## PASSAGE TO READ
╭──

Panel VII-12, sponsored byAmerican Institute for Maghrib Studies (AIMS), 2023 Annual Meeting

On Saturday, November 4 at 8:30 am

Panel Description
In the Anti-Atlas village of Douar Tinmar, the olive trees are dying. The canal irrigation systems and mountain spring have gone dry since the last significant rain in 2014. This is not the first time Morocco has experienced a decade-long drought. It is common to hear the phrase: water is life (al-mā’ al-ḥayāt or aman iman) and to view rain as a blessing. However, within the global climate crisis, rapid urbanization, and increased agriculture and water usages, the experience of waiting for water has intensified. It is no longer a question of when the water will come, but if it will return and will it be enough. To examine how Moroccans negotiate the complexities of water, this panel draws on fieldwork in archaeology, development, history, film, and religious studies. Our first panelist turns to the Draa Valley oases to ask: “Why are farmers growing watermelons, a water intensive crop, in a drought?” In following watermelon seeds from global breeding companies to the farmers who sow them in the pre-Saharan soil, this paper demonstrates how the flow of water in Morocco is tied to land and development policy. Our second panelist builds on the role of water disputes in shaping agricultural community, trade, and ire, analyzing the contradicting claims to water usage put forth by orchard and grain mill owners in 19th-century Fez. The third panelist examines how water is perceived as a benefit (rizq) from God and a confirmation of saintly authority. Water circulates as a blessing within the immaterial and material traces of sainthood in Morocco, investing local religious institutions with the power to manage water distribution. Fourthly, drawing on ethnoarchaeological fieldwork on the ancient canal (qanat) system known as the khettara in southern Morocco, our next panelist considers the role of water as a network and what happens to communities when that network is abandoned or modified. As the physical structure of the khettara is eroded, the complex social systems that rely on it to live in harsh arid and semi-arid climates face disruption. We conclude our panel with a screening of the film Water in the Desert, an experiment in combining sensory ethnography with historical research through the embodied experience of water. If we are to understand the phrase “water is life,” we must also follow the ways in which water moves and is shaped by places, people, and beliefs within Morocco and the wider world.

╰──

## TASK INSTRUCTIONS
1. According to the panel description on water in Morocco, when did the last significant rain fall in Douar Tinmar?
2. Carry on the panel description on water in Morocco, picking up after its final sentence.

## LISTED RECORDS
╭──

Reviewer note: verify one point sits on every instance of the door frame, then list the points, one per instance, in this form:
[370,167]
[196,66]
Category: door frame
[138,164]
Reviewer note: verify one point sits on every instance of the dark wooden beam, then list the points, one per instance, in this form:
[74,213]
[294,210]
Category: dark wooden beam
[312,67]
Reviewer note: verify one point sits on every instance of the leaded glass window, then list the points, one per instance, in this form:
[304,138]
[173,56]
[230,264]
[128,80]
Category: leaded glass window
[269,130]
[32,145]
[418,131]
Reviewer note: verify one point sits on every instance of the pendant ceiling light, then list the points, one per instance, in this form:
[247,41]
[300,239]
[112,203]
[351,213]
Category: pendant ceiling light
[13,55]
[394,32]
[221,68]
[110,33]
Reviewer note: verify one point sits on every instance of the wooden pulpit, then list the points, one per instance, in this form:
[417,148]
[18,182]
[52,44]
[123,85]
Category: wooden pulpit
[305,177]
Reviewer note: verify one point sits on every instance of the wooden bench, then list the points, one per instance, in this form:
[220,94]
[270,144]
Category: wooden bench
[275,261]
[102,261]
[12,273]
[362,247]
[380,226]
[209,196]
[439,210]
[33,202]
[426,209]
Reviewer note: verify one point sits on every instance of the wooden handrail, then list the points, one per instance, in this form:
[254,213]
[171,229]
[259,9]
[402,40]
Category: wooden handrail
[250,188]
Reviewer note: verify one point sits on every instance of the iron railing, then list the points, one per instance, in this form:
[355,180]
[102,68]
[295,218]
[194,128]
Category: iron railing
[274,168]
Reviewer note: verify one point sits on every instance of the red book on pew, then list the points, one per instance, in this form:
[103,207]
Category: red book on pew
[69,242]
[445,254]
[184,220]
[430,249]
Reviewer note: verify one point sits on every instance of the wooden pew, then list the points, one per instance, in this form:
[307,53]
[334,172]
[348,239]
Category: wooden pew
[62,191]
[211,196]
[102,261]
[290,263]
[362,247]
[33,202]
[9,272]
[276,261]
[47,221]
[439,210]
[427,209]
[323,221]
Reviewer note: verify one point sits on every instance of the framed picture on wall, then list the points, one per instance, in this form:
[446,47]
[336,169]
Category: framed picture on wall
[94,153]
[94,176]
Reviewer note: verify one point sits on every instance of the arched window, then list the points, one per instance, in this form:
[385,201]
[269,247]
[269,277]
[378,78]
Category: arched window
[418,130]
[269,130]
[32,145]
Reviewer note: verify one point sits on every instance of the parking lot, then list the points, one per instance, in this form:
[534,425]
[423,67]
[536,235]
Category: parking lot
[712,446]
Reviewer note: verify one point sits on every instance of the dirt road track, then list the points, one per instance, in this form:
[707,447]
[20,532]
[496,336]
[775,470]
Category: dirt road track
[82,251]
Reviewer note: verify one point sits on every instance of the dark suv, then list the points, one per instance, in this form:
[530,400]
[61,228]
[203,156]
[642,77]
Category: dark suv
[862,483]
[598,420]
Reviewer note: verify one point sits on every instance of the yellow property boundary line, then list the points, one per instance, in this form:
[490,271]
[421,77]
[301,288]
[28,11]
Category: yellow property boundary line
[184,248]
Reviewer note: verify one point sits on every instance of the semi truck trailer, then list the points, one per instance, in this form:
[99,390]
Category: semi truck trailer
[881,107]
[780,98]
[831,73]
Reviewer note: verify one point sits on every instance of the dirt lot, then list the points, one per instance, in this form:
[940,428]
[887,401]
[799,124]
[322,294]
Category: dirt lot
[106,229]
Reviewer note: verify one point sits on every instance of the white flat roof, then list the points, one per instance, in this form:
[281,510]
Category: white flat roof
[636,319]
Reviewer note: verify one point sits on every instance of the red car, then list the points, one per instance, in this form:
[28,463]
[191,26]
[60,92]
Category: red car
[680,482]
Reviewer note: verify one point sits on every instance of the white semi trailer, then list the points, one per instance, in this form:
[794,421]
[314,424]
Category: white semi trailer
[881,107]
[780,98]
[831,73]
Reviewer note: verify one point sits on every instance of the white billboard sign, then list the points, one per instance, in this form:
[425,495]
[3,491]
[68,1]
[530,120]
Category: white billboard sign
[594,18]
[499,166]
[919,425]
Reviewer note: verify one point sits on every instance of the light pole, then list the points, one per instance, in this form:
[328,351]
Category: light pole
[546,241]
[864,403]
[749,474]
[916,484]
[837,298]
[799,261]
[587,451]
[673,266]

╰──

## PER-TASK OUTPUTS
1. In 2014.

2.
Disciplines
Anthropology
Archaeology
Geography
History
Media Arts
Religious Studies/Theology
Participants
Presentations
  • Toward the end of the thirteenth century, a drought settled on the Tafilalt oasis. Desperate, tribesmen from the oasis embarked on the arduous pilgrimage to Mecca. In Mecca, they hoped to receive the baraka (blessings) of a descendent of the Prophet Muhammad. When they arrived in Mecca, they sought admittance to the presence of an ‘Alawī sharīf, who was a descendant of the son-in-law and cousin of the prophet, ‘Alī ibn Ṭālib. They asked him for intercession in the drought strangling their date palms. The sharīf promised them one of his sons. To choose, he turned to each of his sons and asked them how he would treat a man who acted rudely versus one who acted with goodness. Only the last, the youngest son, responded that he would treat a man with goodness, regardless of how the man treated him first. His answer pleased his father—this was the son he would send. The Tafilalt tribesmen returned to their home with the sharīf’s son (Ḥassan al-Dakhil). As the sharīf’s son entered the Tafilalt, the rains came. In Morocco, water is perceived as a benefit (rizq) from God and a confirmation of saintly authority. This narrative, one of many water miracles attributed to saints in written and oral hagiographies, links the physical place of the Tafilalt within the space of saintly authority. It enacts the origin story for the ruling ‘Alawite family, rooting their political powers in the baraka bestowed upon them as descendants of the prophet (shurafā’) and friends of God (awliyā’). In this presentation, I examine the ways in which water miracles entwine sainthood and saints within the Moroccan landscape. By drawing on written and oral hagiographies as well as fieldwork among rural Sufi institutions in Southern Morocco, I consider the ways in which water narratives are used to signify not only spiritual power but also work to increase social and political capital. Historically and still today, Sufi institutions (ribāṭ and zāwīya), which are often strategically located near a river or irrigation canal, may be endowed with land rights, giving them domain over the water that flows through it. Water circulates as a blessing within the immaterial and material traces of sainthood, yet it also carries a worldly reward, investing local religious institutions with the power to manage water distribution and act as political and societal brokers in land disputes.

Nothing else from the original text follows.